>> START PROVIDED INFORMATION

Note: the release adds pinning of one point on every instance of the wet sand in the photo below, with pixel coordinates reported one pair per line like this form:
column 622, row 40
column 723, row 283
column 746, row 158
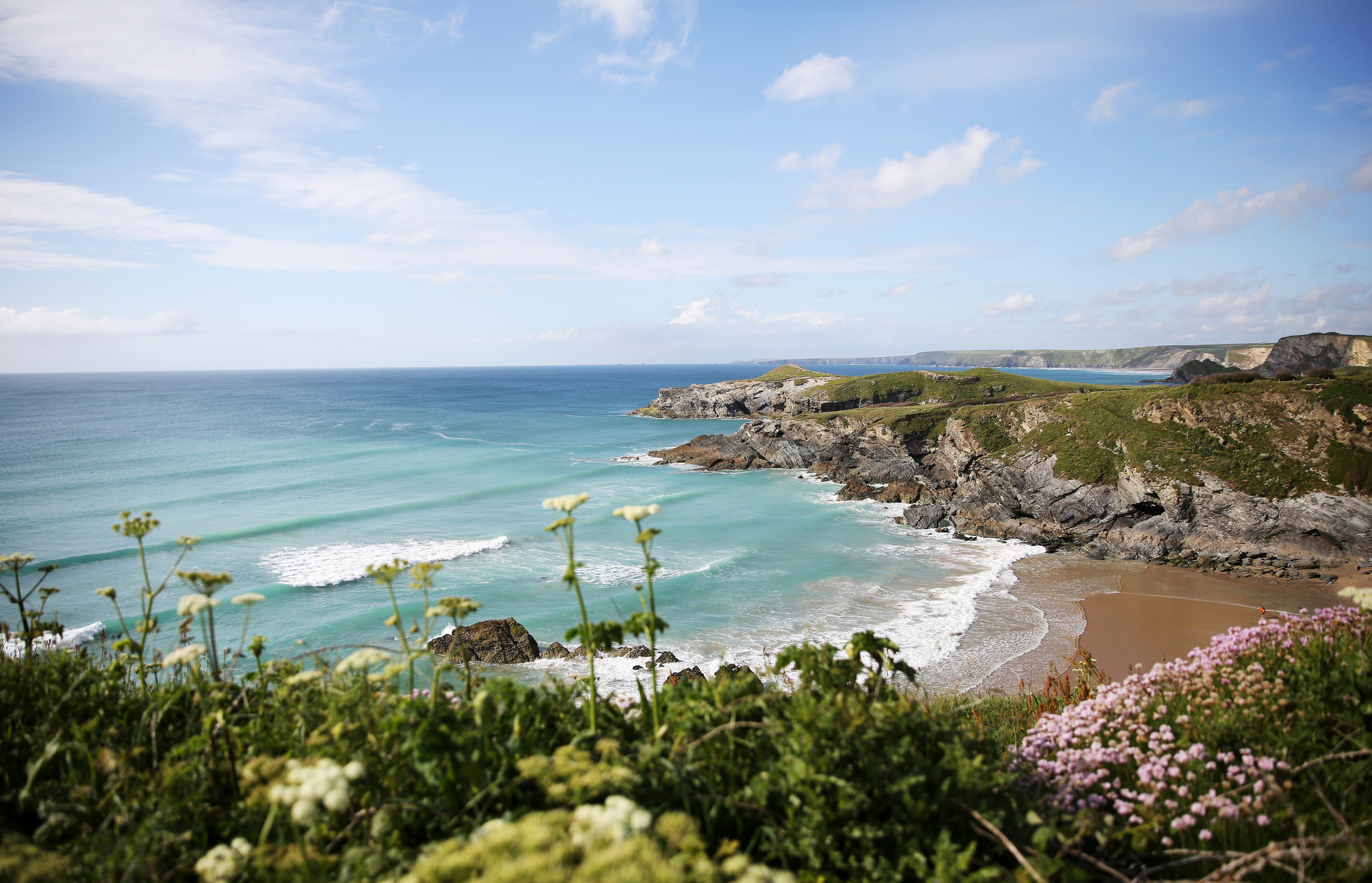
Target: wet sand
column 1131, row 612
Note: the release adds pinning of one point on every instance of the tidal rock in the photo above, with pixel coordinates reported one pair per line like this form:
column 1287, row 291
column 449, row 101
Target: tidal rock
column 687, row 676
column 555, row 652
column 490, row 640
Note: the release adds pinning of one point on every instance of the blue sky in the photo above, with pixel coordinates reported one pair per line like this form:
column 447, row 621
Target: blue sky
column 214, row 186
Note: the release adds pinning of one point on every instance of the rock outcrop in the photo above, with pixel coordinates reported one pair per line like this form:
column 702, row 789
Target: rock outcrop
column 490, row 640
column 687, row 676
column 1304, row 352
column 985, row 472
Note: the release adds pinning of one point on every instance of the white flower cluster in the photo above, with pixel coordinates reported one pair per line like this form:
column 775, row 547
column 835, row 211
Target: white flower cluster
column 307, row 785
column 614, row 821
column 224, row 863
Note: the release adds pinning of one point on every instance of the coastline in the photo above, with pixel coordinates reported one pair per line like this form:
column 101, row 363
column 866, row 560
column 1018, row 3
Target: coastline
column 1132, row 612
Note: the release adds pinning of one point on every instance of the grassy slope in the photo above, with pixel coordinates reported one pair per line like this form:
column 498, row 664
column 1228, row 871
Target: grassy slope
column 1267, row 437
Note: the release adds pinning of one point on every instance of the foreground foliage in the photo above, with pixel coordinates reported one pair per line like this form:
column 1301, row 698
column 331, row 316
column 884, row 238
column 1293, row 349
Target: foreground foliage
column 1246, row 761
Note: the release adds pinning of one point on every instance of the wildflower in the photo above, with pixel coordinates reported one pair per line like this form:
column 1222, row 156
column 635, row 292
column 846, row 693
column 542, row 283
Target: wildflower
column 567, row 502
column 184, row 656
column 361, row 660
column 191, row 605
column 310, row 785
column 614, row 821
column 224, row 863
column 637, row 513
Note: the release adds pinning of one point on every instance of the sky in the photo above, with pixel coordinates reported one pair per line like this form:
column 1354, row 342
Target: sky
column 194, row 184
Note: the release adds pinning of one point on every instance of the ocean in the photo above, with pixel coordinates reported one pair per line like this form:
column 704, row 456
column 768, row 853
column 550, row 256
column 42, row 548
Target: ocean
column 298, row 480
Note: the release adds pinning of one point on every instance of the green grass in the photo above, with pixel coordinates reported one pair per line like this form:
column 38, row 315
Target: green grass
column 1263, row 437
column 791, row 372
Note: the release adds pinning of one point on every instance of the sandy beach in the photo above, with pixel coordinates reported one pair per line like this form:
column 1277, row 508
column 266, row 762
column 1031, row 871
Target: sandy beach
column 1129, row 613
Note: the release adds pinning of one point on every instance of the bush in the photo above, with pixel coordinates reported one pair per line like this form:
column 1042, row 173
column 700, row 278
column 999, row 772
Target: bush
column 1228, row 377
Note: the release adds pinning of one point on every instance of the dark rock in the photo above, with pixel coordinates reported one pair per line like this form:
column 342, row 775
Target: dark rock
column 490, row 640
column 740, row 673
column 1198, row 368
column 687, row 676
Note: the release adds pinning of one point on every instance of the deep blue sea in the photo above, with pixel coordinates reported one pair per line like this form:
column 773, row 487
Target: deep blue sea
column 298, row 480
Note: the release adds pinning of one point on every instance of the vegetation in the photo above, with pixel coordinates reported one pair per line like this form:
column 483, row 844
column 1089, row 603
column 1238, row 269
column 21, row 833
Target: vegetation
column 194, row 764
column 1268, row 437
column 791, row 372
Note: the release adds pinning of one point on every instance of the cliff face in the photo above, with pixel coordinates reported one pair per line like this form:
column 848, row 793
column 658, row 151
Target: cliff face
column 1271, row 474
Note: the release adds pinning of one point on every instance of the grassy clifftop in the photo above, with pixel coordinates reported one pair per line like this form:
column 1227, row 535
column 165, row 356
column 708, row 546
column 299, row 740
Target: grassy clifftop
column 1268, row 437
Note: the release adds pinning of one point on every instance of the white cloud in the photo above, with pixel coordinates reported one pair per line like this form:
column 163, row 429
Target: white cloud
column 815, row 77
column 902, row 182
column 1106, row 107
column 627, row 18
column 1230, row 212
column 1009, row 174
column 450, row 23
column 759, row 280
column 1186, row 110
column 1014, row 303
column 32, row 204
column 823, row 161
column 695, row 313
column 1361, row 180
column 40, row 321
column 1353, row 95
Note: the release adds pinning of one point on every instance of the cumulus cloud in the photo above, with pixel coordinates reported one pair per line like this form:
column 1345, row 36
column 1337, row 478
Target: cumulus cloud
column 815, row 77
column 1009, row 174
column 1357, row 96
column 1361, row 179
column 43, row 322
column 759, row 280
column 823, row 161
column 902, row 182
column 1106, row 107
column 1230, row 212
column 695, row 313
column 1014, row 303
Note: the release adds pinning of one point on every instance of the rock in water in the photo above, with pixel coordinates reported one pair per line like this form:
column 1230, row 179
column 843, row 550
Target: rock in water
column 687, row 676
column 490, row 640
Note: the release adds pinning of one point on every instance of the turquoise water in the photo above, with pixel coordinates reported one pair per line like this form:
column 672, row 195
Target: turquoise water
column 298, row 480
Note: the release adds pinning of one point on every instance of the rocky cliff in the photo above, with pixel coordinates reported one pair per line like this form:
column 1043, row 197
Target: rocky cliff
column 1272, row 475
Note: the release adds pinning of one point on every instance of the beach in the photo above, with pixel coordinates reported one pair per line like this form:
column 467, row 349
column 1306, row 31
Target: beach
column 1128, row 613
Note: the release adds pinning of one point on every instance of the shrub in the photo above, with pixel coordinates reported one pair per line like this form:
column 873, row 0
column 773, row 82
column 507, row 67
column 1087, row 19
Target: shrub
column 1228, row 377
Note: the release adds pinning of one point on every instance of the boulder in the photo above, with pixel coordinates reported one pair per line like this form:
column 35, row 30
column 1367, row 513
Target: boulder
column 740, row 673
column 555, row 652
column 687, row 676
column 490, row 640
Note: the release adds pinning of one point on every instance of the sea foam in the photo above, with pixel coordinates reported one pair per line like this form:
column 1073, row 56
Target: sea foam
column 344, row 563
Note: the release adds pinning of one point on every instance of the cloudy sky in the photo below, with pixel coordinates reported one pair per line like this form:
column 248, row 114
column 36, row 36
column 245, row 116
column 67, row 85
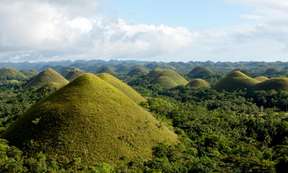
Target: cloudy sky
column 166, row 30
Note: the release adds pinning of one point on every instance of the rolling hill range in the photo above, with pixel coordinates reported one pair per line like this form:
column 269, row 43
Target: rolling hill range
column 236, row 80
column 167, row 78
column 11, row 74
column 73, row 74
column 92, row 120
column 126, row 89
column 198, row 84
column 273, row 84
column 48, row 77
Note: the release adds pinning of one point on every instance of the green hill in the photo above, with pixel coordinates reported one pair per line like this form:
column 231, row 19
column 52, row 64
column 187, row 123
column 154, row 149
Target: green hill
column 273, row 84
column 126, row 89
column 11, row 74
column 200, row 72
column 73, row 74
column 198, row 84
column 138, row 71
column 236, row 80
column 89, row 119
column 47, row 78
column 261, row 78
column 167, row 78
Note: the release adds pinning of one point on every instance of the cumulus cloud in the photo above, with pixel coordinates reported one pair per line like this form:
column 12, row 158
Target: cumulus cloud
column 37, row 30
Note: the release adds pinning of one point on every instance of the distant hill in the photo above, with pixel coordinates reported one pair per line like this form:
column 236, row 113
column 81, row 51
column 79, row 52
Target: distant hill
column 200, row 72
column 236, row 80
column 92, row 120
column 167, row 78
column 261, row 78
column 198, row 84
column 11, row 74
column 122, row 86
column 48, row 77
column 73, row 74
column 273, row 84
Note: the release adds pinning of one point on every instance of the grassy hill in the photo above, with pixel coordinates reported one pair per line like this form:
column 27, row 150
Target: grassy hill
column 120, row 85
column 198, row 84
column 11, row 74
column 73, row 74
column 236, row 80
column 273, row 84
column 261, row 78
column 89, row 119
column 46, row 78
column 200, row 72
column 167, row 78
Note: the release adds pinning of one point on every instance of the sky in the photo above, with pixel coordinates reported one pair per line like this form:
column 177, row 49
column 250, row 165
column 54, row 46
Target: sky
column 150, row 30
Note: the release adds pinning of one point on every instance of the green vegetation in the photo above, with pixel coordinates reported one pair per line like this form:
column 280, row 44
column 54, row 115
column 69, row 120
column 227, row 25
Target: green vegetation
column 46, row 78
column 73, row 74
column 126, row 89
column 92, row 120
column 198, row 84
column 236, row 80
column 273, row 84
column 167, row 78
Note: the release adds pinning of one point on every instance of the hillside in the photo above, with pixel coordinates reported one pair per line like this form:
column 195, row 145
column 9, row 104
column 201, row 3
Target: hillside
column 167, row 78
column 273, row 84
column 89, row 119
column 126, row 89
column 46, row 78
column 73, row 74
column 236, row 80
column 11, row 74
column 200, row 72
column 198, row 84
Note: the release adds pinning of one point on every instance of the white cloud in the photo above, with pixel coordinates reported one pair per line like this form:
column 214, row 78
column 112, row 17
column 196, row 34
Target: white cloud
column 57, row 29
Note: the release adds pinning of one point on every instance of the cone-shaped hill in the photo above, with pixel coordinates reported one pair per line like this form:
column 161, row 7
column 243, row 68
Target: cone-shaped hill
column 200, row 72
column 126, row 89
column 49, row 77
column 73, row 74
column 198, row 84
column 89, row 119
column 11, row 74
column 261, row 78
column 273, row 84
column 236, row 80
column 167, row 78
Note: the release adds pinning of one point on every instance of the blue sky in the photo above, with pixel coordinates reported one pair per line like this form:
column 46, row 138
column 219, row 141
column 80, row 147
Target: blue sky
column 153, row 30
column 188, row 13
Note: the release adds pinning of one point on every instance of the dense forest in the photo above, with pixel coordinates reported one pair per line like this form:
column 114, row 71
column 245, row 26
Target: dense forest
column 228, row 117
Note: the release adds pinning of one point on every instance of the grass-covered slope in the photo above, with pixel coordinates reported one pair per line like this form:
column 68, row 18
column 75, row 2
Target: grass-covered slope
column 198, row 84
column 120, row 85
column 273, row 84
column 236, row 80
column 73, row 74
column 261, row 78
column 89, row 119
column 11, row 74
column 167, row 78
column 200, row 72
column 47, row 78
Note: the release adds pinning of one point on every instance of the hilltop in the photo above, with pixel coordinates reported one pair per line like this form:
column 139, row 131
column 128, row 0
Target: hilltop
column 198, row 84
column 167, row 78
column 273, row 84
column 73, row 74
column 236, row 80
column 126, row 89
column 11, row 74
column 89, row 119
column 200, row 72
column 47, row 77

>> END PROVIDED INFORMATION

WHAT TO PRODUCE — Write out word for word the lines from the start of the rows through the line holding "column 1131, row 612", inclusive. Leave the pictures out of your copy.

OUTPUT BELOW —
Note: the release adds pinning of one point on every instance of the wet sand in the photo below, with pixel coordinates reported one pair per line like this form:
column 622, row 40
column 723, row 283
column 746, row 158
Target: wet sand
column 1131, row 612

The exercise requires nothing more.